• **CHALLENGE 1**
According to the .NET text below, how much faster is the pre-compiled CompositeFormat approach?

• **TEXT PROVIDED**

Span and Memory Enhancements

SearchValues

Efficient Searching:

// ❌ Old approach: Multiple Contains calls
private static readonly char[] Separators = [' ', '\t', '\n', '\r'];

public static int CountWords(string text)
{
    int count = 0;
    foreach (char c in text)
    {
        if (Separators.Contains(c))
            count++;
    }
    return count;
}

// ✅ .NET 8: SearchValues (10x faster)
private static readonly SearchValues<char> Separators = 
    SearchValues.Create([' ', '\t', '\n', '\r']);

public static int CountWords(ReadOnlySpan<char> text)
{
    int count = 0;
    int index;
    while ((index = text.IndexOfAny(Separators)) >= 0)
    {
        count++;
        text = text.Slice(index + 1);
    }
    return count;
}

CompositeFormat

Compiled Format Strings:

// ❌ Old: Parses format string every time
for (int i = 0; i < 1000; i++)
{
    var message = string.Format("User {0} logged in at {1}", 
        users[i].Name, DateTime.Now);
}

// ✅ .NET 8: Pre-compiled format (3x faster)
private static readonly CompositeFormat LogFormat = 
    CompositeFormat.Parse("User {0} logged in at {1}");

for (int i = 0; i < 1000; i++)
{
    var message = string.Format(null, LogFormat, 
        users[i].Name, DateTime.Now);
}

Utf8 String Literals

Zero-Allocation UTF-8:

// ❌ Old: Allocates UTF-16 string, converts to UTF-8
byte[] bytes = Encoding.UTF8.GetBytes("Hello, World!");

// ✅ .NET 8: UTF-8 literal (compile-time encoding)
ReadOnlySpan<byte> utf8 = "Hello, World!"u8;

// Direct HTTP response
await response.Body.WriteAsync("Success"u8);

// JSON without allocation
using var doc = JsonDocument.Parse("{\"name\":\"John\"}"u8);

Collection Improvements

Frozen Collections

Immutable Optimized Collections:

// ❌ Dictionary lookup: O(1) but hash overhead
var dictionary = new Dictionary<string, int>
{
    ["one"] = 1,
    ["two"] = 2,
    ["three"] = 3
};

// ✅ FrozenDictionary: Optimized for lookups (40% faster)

(Image point annotation rows)
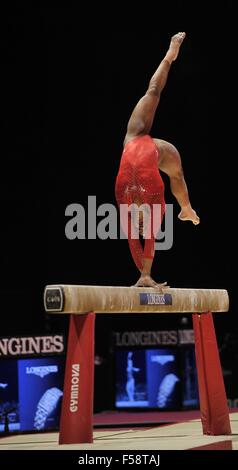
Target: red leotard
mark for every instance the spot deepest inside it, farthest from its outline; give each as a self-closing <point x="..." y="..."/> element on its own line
<point x="139" y="178"/>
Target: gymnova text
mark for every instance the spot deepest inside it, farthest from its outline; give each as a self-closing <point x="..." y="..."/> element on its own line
<point x="106" y="221"/>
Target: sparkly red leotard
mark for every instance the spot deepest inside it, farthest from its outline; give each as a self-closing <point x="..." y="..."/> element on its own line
<point x="139" y="179"/>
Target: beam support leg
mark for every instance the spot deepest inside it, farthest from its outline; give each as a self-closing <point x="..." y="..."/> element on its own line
<point x="76" y="422"/>
<point x="212" y="394"/>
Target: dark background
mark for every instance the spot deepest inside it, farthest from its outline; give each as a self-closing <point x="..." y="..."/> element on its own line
<point x="65" y="102"/>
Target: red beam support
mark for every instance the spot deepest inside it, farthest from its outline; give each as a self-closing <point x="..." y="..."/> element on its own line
<point x="213" y="401"/>
<point x="76" y="422"/>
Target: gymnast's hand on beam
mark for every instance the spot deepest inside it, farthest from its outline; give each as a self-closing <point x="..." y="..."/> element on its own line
<point x="147" y="281"/>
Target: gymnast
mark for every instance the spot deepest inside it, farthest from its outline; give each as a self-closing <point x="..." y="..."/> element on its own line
<point x="139" y="182"/>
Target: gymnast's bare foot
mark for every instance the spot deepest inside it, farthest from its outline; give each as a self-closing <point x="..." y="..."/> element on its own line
<point x="174" y="47"/>
<point x="147" y="281"/>
<point x="187" y="213"/>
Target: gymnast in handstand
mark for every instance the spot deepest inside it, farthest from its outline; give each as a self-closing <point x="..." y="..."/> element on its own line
<point x="139" y="182"/>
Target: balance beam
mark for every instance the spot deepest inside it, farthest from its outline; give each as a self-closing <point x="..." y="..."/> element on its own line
<point x="75" y="299"/>
<point x="82" y="302"/>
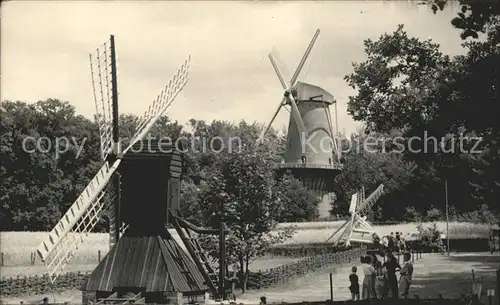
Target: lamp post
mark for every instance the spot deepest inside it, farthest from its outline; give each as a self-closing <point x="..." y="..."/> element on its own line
<point x="222" y="254"/>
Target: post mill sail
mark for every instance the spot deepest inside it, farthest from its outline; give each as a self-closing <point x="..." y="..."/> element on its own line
<point x="312" y="154"/>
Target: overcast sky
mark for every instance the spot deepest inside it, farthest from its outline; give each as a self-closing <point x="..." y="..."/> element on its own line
<point x="45" y="47"/>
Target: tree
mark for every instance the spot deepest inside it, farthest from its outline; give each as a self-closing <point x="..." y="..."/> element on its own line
<point x="38" y="181"/>
<point x="370" y="162"/>
<point x="409" y="86"/>
<point x="244" y="185"/>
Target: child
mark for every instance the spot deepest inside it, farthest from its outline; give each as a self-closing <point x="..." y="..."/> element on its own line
<point x="380" y="281"/>
<point x="354" y="288"/>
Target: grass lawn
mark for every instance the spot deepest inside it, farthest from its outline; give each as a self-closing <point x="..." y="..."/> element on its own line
<point x="434" y="274"/>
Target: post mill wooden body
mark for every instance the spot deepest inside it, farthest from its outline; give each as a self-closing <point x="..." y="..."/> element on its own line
<point x="312" y="153"/>
<point x="138" y="188"/>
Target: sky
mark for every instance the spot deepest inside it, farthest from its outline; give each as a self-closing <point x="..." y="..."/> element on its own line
<point x="45" y="50"/>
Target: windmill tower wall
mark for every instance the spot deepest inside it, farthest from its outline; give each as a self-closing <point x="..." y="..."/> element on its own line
<point x="316" y="146"/>
<point x="311" y="156"/>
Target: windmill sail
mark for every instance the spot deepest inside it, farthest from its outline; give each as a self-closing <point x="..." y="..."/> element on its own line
<point x="58" y="248"/>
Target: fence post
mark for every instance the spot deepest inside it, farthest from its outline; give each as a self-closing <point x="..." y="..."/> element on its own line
<point x="498" y="286"/>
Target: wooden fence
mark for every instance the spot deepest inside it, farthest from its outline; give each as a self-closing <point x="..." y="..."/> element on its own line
<point x="14" y="286"/>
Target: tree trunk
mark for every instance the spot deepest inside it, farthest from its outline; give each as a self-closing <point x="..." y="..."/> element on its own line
<point x="247" y="273"/>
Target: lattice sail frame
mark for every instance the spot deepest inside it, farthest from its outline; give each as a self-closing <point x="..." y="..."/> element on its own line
<point x="357" y="222"/>
<point x="58" y="248"/>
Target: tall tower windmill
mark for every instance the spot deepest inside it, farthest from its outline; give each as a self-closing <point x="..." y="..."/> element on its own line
<point x="312" y="152"/>
<point x="139" y="188"/>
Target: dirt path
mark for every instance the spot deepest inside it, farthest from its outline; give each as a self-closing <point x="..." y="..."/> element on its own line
<point x="434" y="274"/>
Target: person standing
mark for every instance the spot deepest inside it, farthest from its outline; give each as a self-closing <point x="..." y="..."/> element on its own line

• **CHALLENGE 2**
Show each line of the rows above that contains the word "windmill".

• **COMPLETE OUTPUT 1**
3x faster.

• **COMPLETE OUTPUT 2**
Target: windmill tower wall
Target: windmill sail
Target: tall tower windmill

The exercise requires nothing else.